# What needs to be done
Every line below containing the word "senior" should be found and copied.

Region pointing data:
┌──
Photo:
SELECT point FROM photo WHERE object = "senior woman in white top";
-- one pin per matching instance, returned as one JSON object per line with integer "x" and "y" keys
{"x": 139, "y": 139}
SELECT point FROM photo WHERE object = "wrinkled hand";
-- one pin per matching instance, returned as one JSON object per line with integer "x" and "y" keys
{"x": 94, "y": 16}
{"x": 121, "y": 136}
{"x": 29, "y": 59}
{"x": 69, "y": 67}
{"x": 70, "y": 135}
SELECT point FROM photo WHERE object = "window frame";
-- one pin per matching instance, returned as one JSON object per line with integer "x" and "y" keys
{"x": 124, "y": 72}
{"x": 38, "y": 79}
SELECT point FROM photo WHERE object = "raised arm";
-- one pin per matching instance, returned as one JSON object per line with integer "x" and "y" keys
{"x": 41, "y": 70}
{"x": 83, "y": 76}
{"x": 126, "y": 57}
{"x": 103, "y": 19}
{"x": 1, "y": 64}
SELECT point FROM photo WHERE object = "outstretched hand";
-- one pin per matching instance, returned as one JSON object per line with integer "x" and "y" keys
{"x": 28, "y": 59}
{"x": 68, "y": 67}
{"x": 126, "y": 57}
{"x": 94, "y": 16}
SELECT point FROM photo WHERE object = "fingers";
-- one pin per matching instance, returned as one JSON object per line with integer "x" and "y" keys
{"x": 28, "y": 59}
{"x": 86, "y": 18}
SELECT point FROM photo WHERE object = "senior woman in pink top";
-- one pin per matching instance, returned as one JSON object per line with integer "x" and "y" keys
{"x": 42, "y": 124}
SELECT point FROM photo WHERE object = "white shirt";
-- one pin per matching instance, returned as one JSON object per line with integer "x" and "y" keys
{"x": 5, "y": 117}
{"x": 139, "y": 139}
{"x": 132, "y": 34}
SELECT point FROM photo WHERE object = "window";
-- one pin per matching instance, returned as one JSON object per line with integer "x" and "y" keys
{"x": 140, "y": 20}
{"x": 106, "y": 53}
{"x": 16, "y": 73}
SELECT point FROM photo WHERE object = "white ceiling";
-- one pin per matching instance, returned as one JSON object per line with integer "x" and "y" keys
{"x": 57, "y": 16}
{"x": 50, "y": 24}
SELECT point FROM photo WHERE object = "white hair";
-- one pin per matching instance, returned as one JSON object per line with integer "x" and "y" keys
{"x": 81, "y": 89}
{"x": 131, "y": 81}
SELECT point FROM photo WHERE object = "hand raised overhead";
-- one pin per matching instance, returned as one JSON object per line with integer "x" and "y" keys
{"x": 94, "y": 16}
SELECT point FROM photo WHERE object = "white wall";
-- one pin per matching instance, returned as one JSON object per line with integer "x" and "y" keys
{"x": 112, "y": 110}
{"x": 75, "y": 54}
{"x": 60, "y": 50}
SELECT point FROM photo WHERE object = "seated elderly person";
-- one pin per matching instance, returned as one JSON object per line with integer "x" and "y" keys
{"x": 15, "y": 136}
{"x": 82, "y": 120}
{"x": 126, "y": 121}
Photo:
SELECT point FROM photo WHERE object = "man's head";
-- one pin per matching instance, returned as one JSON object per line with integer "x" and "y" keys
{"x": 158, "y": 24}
└──
# Answer to this exercise
SELECT point FROM photo WHERE object = "senior woman in white top";
SELECT point FROM photo WHERE object = "senior woman in pink top";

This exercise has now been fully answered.